Work task:
Filter the entries down to the lines containing "white", and copy those lines.

------------------------------------------------------------

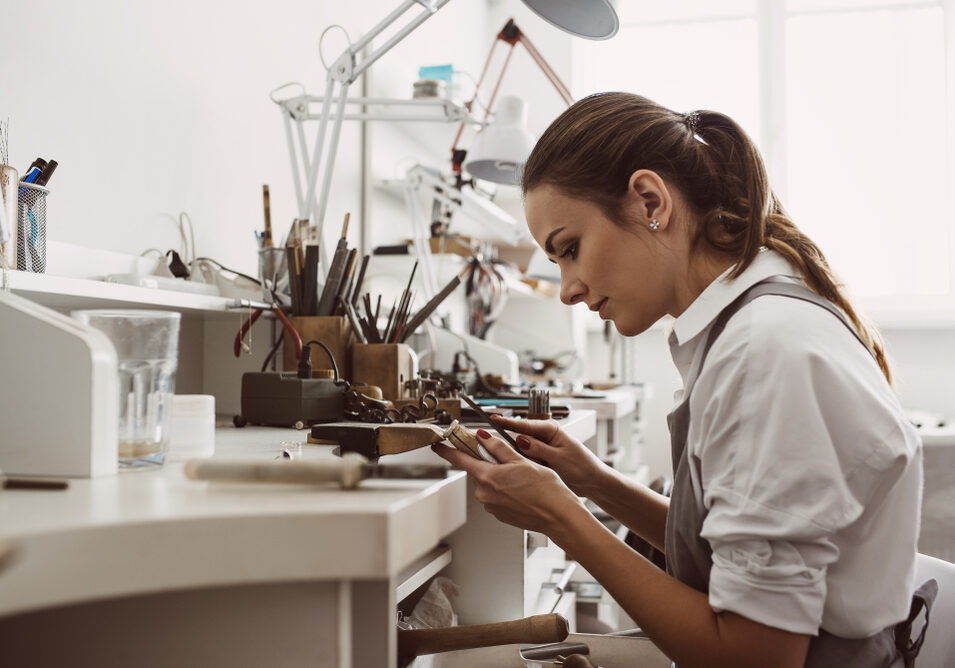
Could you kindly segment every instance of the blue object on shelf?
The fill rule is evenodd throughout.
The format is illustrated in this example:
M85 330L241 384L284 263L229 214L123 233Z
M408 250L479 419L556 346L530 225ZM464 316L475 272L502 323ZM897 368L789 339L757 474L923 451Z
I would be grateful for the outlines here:
M454 68L451 65L424 65L418 68L419 79L437 79L451 83Z

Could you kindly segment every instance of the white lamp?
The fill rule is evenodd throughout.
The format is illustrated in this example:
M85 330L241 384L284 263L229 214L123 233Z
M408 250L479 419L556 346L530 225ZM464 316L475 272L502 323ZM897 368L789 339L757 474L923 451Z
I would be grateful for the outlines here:
M474 138L464 169L485 181L517 185L534 141L527 129L527 103L505 95L498 102L497 118Z
M620 28L620 21L611 0L593 0L592 2L524 0L524 4L551 25L577 37L610 39Z

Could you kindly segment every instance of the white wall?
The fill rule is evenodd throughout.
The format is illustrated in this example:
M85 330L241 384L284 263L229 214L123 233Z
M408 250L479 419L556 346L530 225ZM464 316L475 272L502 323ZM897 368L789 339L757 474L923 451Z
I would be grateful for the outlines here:
M186 211L197 228L200 254L254 272L262 184L270 185L276 235L284 235L296 216L282 120L269 92L298 81L320 94L322 30L339 23L354 40L397 5L5 3L0 119L9 120L11 163L19 170L37 156L59 162L49 184L49 238L126 253L178 248L170 216ZM483 3L451 3L406 40L408 48L400 45L372 73L392 76L403 62L416 75L414 61L423 53L431 62L469 53L472 36L477 40L483 31L461 28L482 25L485 12ZM333 31L326 58L334 60L344 47ZM417 53L402 61L409 49ZM338 228L345 212L352 212L353 221L359 213L359 148L358 124L347 123L328 207L330 228Z

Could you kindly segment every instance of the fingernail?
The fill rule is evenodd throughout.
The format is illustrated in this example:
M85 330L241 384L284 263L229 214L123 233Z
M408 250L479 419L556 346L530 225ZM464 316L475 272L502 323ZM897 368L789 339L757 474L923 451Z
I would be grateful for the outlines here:
M521 450L527 450L527 448L531 447L531 440L524 434L521 434L514 440L517 441L517 447L519 447Z
M477 430L478 438L491 438L491 434L484 429Z

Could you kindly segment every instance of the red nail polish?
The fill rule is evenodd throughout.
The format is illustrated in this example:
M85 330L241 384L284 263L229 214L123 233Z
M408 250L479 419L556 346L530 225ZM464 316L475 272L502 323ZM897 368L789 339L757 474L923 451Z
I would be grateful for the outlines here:
M479 438L491 438L491 434L485 431L484 429L478 429L477 435Z
M524 434L521 434L514 440L517 441L517 447L521 450L527 450L527 448L531 447L531 440Z

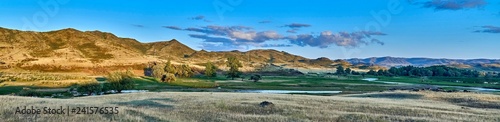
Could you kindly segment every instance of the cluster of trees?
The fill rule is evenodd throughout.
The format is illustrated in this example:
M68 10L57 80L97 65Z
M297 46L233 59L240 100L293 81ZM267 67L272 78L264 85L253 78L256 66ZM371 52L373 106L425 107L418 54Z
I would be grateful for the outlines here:
M173 65L170 60L165 64L153 66L153 77L161 79L162 82L175 81L177 77L187 78L194 75L194 70L187 64Z
M486 72L484 73L484 78L487 80L493 79L493 78L500 78L500 73L497 72Z
M86 93L89 95L92 93L105 92L103 90L103 86L98 82L82 83L78 86L77 91L80 93Z
M234 78L240 77L242 72L239 71L239 68L243 67L243 65L236 57L227 58L226 65L229 67L229 71L225 74L227 78L234 80ZM206 77L217 77L217 70L217 66L212 62L207 62L204 75ZM175 81L177 77L192 77L195 74L194 70L189 65L173 65L170 60L165 64L154 64L152 66L152 71L153 77L161 79L162 82Z
M127 70L126 72L114 72L107 76L108 83L104 83L104 91L115 90L121 93L122 90L134 89L134 74Z
M335 72L336 75L364 75L363 73L360 73L360 72L356 72L354 70L352 70L351 68L345 68L340 65L340 66L337 66L337 71Z
M370 70L368 75L377 76L440 76L440 77L479 77L480 72L475 70L458 69L447 66L430 67L392 67L389 70Z
M485 78L500 78L499 73L488 72L481 74L481 72L476 70L458 69L447 66L430 66L430 67L415 67L415 66L403 66L403 67L392 67L389 70L370 70L366 73L356 72L351 68L344 68L343 66L337 66L336 75L375 75L375 76L438 76L438 77L480 77Z
M107 92L110 90L114 90L118 93L121 93L122 90L126 89L134 89L134 80L132 79L134 74L127 70L126 72L113 72L109 73L106 77L107 83L98 83L98 82L86 82L80 84L77 87L77 91L80 93L99 93L99 92Z
M271 60L273 60L272 55L271 55ZM226 66L229 67L229 71L227 71L225 74L227 78L231 78L233 80L234 78L242 78L242 80L244 79L244 77L241 76L242 72L239 71L239 68L243 67L243 65L236 57L227 58ZM207 62L205 65L205 76L217 77L217 70L218 68L212 62ZM248 80L253 80L254 82L258 82L261 79L262 79L261 75L255 74L251 75Z

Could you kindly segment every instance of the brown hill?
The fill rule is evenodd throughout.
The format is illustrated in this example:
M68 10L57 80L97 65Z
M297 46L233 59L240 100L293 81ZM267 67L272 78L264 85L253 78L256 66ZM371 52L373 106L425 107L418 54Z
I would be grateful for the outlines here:
M59 65L92 67L95 65L146 64L173 60L178 63L215 62L224 68L227 57L234 56L251 70L268 63L291 67L331 67L345 64L328 58L307 59L277 50L247 52L195 51L173 39L141 43L101 31L63 29L49 32L19 31L0 28L0 60L11 66Z
M188 57L196 52L175 39L170 41L146 43L144 44L144 47L147 48L147 55L158 56L163 59L167 59L169 57L174 59Z
M119 38L100 31L63 29L49 32L18 31L0 28L1 58L18 61L26 58L83 58L91 61L141 57L146 48L134 39Z

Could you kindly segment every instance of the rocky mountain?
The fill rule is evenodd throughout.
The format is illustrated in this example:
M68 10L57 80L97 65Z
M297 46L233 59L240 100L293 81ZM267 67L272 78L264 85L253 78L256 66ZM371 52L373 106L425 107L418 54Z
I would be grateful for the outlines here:
M397 66L433 66L447 65L457 68L473 68L479 70L500 71L500 59L433 59L433 58L399 58L372 57L366 59L347 59L352 64L379 65L385 67Z

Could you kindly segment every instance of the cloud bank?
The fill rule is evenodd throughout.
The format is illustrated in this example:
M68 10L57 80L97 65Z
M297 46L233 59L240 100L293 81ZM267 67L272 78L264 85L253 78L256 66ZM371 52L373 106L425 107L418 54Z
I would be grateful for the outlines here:
M309 24L302 24L302 23L292 23L292 24L283 25L283 27L305 28L305 27L311 27L311 25L309 25Z
M271 22L272 22L272 21L270 21L270 20L264 20L264 21L260 21L259 23L260 23L260 24L266 24L266 23L271 23Z
M191 19L192 20L203 20L203 19L205 19L205 16L199 15L199 16L191 17Z
M179 28L177 26L162 26L163 28L168 28L168 29L172 29L172 30L182 30L182 28Z
M485 0L432 0L422 3L425 8L435 10L462 10L481 8L488 3Z
M476 30L474 32L477 32L477 33L500 33L500 27L486 25L486 26L481 26L481 29Z
M287 37L290 43L298 46L311 46L319 48L327 48L331 45L341 47L359 47L368 45L369 43L377 43L384 45L383 42L377 39L371 39L372 36L387 35L382 32L360 31L360 32L339 32L323 31L320 35L314 36L311 34L302 34ZM370 40L370 41L368 41Z
M305 27L305 25L292 25L291 28ZM217 26L209 25L202 27L179 28L176 26L163 26L167 29L195 32L188 34L191 38L203 40L200 48L211 51L244 50L252 47L291 47L310 46L327 48L329 46L359 47L376 43L384 45L372 36L384 36L382 32L360 31L360 32L331 32L323 31L320 35L300 34L282 35L276 31L256 31L247 26ZM296 30L296 29L292 29ZM269 44L269 42L274 42ZM275 44L275 43L280 44Z

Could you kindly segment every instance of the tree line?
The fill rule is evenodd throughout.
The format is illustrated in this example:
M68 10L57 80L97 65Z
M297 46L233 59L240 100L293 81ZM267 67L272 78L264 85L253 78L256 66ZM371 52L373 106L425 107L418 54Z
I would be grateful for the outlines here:
M444 65L439 66L429 66L429 67L415 67L415 66L403 66L403 67L391 67L388 70L380 69L375 71L371 69L370 71L356 72L350 68L344 69L342 66L337 67L337 75L374 75L374 76L436 76L436 77L480 77L481 72L476 70L459 69L448 67ZM494 73L487 73L487 76L494 77ZM500 78L500 75L496 75Z

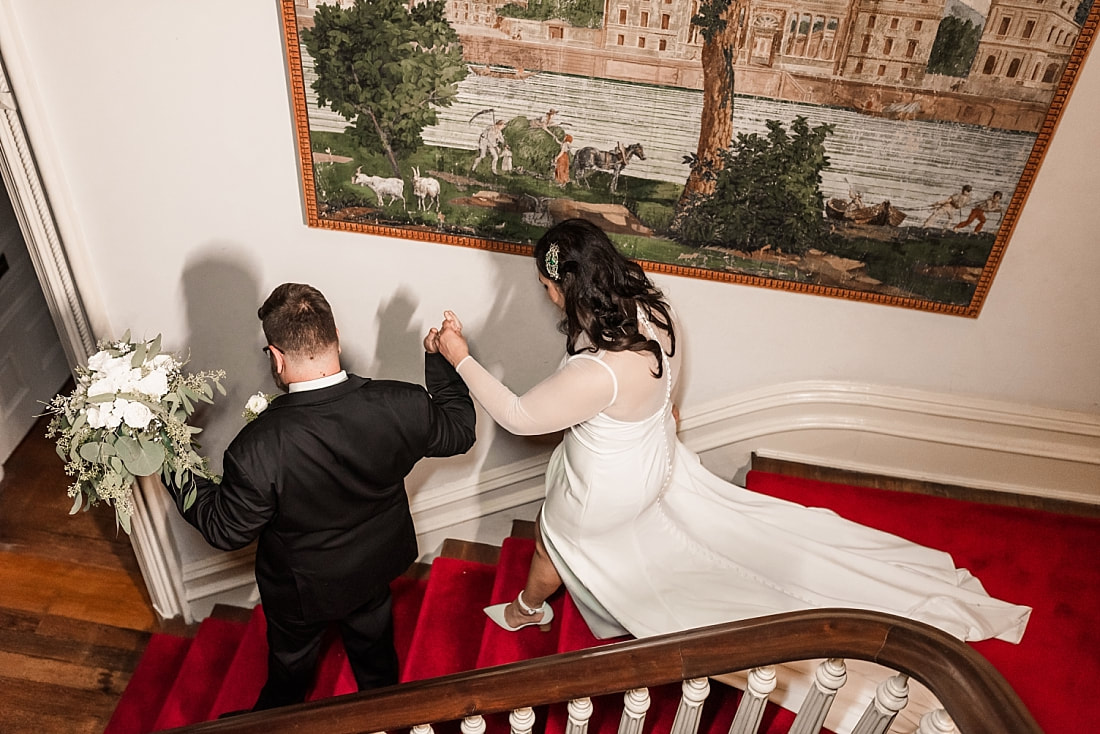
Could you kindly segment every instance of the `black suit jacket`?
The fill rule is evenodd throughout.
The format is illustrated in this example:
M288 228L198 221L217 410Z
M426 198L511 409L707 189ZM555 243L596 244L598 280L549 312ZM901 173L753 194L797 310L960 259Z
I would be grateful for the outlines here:
M474 443L465 383L438 354L425 390L349 375L319 390L287 393L226 449L220 484L198 481L183 510L223 550L259 539L256 581L268 613L339 619L416 560L405 476L426 456Z

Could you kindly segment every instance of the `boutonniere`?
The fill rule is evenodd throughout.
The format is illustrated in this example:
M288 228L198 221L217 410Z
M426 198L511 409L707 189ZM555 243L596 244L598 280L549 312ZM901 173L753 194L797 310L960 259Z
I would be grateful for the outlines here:
M244 416L246 423L251 423L260 417L260 413L267 410L267 406L275 399L274 395L266 395L263 392L258 392L248 399L248 402L244 405Z

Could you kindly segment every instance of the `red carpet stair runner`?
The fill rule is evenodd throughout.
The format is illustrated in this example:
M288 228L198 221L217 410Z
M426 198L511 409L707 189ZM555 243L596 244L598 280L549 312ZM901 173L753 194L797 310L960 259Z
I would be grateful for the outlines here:
M849 487L750 472L748 486L802 504L829 507L857 522L950 552L994 596L1034 607L1023 642L977 643L1048 732L1081 731L1100 721L1100 520L982 505L928 495ZM394 624L402 681L570 652L601 642L567 594L551 602L549 632L497 628L481 609L514 599L534 544L504 540L496 563L440 557L426 580L394 582ZM193 638L154 635L105 734L145 734L248 708L265 677L262 609L247 621L211 617ZM338 640L328 645L309 700L356 690ZM668 731L679 686L652 693L646 730ZM725 734L739 693L712 686L699 731ZM622 697L594 701L592 734L613 734ZM565 731L564 705L537 710L537 730ZM771 707L762 731L786 732L790 712ZM487 720L488 734L507 722ZM445 730L438 729L437 730ZM456 729L457 730L457 729Z

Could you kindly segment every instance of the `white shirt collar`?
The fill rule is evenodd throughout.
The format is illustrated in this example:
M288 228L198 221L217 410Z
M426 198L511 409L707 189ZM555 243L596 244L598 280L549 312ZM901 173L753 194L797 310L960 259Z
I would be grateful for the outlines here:
M287 388L287 391L305 392L306 390L320 390L322 387L332 387L333 385L339 385L346 379L348 379L347 371L340 370L334 375L328 375L327 377L318 377L316 380L306 380L305 382L292 382Z

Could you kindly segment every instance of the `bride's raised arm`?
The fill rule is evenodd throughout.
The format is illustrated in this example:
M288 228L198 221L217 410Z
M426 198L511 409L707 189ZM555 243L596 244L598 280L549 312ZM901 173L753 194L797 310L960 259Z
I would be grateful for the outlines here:
M455 366L470 393L511 433L534 436L560 431L615 402L615 376L594 357L576 355L526 393L516 395L470 355L462 324L452 312L446 312L436 338L440 354Z

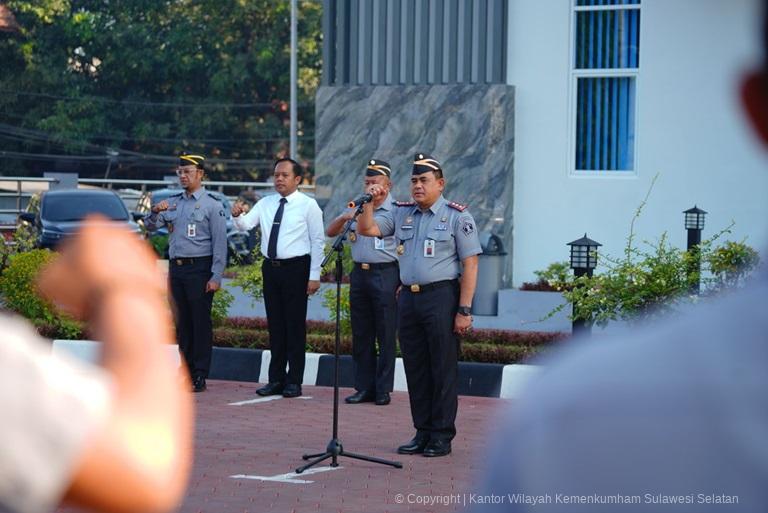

------------------------------------------------------------

Exercise response:
Could you kindly segment every instance of the white lamp?
Could you kindly segment every instance of the white wall?
Could you kindly segment every instance of the `white shirt collar`?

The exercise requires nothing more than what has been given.